■ Task instructions ■
Which lines of the material below contain the word "each"? Return all of those lines in full.

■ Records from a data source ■
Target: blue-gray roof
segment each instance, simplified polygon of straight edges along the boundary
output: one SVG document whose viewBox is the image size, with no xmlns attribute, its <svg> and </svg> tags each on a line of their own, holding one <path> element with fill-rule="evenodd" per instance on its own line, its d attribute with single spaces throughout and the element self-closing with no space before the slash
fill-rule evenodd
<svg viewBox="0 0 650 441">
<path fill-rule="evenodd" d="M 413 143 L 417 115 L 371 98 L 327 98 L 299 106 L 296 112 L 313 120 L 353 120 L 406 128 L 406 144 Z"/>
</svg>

■ Exercise answer ■
segment each instance, simplified polygon of straight edges along the boundary
output: one SVG document whose viewBox is the image size, with no xmlns attribute, its <svg> and </svg> tags each on a line of their own, holding one <path> element with fill-rule="evenodd" per instance on its own line, its d attribute with single spaces throughout and the element self-closing with no space before the slash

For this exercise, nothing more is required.